• _読解文_:
◇ ◇ ◇ ◇ ◇ ◇ ◇

白血病が悪くなる時のプロセスを知ることは、少し難しいと感じる方も、怖く感じる方もいるかもしれません。しかし、このプロセスを知ることで、白血病の終末期に起こることを理解しやすくなります。

できるだけわかりやすく説明しますのでついてきてくださいね。

白血球は背骨の中にある骨髄で作られます。白血病は、その白血球を作るプロセスで異常が起こり、白血球のがん細胞である白血病細胞が作られるようになる病気です。

治療の効果が得られている間は、白血病細胞をコントロールすることはできますが、治療の効果が無くなると、際限なく白血病細胞が作られるようになってしまいます。そうなると、白血病細胞が血管の中にあふれるようになります。同時に赤血球、血小板といった細胞も作れなくなり、細胞の数も急激に減ってきます。

するとどうなるでしょうか。

赤血球が減ると、急速に貧血になり、倦怠感や呼吸困難といった症状が起こります。

白血球が減ると、免疫力が低下し、健康な状態では感染しないような弱い病原体に感染します。その結果、肺炎をはじめとする、感染症が起こるようになります。これを日和見感染症といいます。

また、血小板は血を固まらせる働きがある細胞ですので、これが低下すると出血が起こりやすくなり、身体のいたるところに、皮下出血が起こります。これに加え大出血も起こりやすくなるのです。

さらに白血病が悪くなると、白血病細胞は血液の流れとともに、色々な臓器にも広がってきます。骨に広がると、痛みが起こります。脳に広がると、意識障害やけいれん発作などが生じます。肝臓や腎臓で増えると、肝不全や腎不全になるのです。

このように、白血病が悪くなると、身体のいたるところで症状が出てくることになります。その時になって、驚いたり慌てたりしないためにも、まずはこのプロセスを理解してください。


白血病の終末期:急変の内容と対処法

次に、白血病の終末期における急変とはどのようなものなのか、そしてどのように対処したら良いのかについてお話します。

1. 出血・大出血

出血は先ほど述べたように、血小板が少なくなることが原因で、多くの患者さんに起こります。鼻血などは圧迫止血が可能なら行います。しかし、大出血ですと止血は困難です。

多くは内臓からの出血ですので、目に見える出血はありませんが、その際は血圧が低下し、意識も低下します。内臓からの出血の場合、多くは苦しみは表出されず、穏やかな最期を迎えられます。

もし苦しみがあったとしても、鎮静の手段を取れば、穏やかな最期を迎えられます。出血が身体の表面に出てきた場合、つまり吐血・下血の場合は、とても驚くと思いますが、慌てないで対処しましょう。

患者さんは多くの場合、意識がないことが多いので、見た目ほど苦痛を感じてはいません。

吐血の場合は、身体を横にして、紙おむつを当てて血を誤嚥しないような体位を取り、背中を優しくさすりながら見守ってください。下血の場合も、出血を吸収できるように、紙おむつを当て、見守ってあげてくさい。それで穏やかな最期を迎えられるでしょう。

◇ ◇ ◇ ◇ ◇ ◇ ◇

• _取り組む課題_:
白血病についての文章の「白血病の終末期:急変の内容と対処法」から「と思いますが、慌てないで対処しましょう。」までを両端も含めて書き写し、その際「穏やかな最期」を「安らかな最期」に入れ替えること。

• _抽出した情報_:
◇ ◇ ◇ ◇ ◇ ◇ ◇

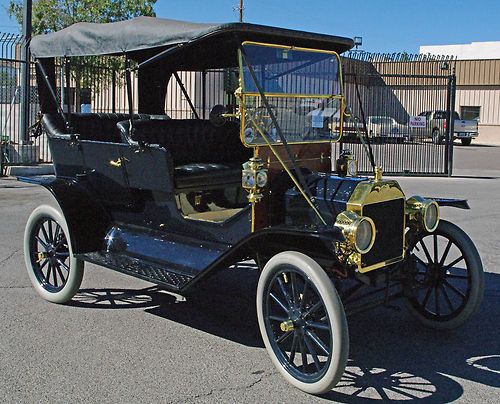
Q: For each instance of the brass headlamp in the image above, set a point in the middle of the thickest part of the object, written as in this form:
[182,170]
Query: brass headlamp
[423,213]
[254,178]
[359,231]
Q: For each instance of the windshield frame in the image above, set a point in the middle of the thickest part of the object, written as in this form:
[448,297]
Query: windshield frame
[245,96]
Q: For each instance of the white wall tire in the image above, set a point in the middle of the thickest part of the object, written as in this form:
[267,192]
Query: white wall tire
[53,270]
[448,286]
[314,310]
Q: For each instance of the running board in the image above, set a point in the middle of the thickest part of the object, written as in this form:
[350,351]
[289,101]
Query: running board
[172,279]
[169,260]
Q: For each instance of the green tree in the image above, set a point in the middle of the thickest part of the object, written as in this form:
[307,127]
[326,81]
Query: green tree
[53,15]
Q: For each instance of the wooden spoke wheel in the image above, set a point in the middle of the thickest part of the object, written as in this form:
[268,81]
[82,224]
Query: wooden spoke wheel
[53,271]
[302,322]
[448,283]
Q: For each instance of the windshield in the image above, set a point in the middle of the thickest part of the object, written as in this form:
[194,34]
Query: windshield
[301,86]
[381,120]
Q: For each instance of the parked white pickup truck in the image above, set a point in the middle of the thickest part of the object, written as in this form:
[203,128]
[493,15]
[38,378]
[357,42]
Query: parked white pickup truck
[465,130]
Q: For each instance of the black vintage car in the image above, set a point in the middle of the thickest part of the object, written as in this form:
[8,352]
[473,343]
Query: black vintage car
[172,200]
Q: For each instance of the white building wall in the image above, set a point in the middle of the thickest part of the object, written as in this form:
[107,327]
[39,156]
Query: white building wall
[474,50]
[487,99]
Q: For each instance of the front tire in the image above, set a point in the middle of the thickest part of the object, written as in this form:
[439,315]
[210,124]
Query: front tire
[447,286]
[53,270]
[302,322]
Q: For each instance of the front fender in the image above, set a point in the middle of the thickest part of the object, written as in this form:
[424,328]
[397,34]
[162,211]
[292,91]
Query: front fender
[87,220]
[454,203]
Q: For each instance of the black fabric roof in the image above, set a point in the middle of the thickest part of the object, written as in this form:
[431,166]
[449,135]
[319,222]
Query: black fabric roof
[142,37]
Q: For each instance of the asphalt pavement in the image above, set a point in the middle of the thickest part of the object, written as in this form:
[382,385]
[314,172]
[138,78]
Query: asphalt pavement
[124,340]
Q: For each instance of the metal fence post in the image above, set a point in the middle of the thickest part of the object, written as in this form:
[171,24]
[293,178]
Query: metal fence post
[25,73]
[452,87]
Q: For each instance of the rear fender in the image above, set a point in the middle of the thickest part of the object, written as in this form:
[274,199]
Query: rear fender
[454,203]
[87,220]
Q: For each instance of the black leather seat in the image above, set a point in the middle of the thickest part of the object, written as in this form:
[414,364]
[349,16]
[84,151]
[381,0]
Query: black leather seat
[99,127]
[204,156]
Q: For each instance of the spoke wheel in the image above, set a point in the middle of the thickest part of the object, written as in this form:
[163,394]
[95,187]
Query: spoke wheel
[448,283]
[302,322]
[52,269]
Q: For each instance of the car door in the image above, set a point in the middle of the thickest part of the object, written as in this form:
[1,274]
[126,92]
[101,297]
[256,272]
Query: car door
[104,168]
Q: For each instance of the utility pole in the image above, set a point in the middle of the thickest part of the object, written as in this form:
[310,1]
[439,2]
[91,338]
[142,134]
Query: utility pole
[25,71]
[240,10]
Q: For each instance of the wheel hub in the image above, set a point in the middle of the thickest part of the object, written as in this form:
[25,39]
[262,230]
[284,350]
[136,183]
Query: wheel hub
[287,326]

◇ ◇ ◇ ◇ ◇ ◇ ◇

• _解答欄_:
白血病の終末期:急変の内容と対処法

次に、白血病の終末期における急変とはどのようなものなのか、そしてどのように対処したら良いのかについてお話します。

1. 出血・大出血

出血は先ほど述べたように、血小板が少なくなることが原因で、多くの患者さんに起こります。鼻血などは圧迫止血が可能なら行います。しかし、大出血ですと止血は困難です。

多くは内臓からの出血ですので、目に見える出血はありませんが、その際は血圧が低下し、意識も低下します。内臓からの出血の場合、多くは苦しみは表出されず、安らかな最期を迎えられます。

もし苦しみがあったとしても、鎮静の手段を取れば、安らかな最期を迎えられます。出血が身体の表面に出てきた場合、つまり吐血・下血の場合は、とても驚くと思いますが、慌てないで対処しましょう。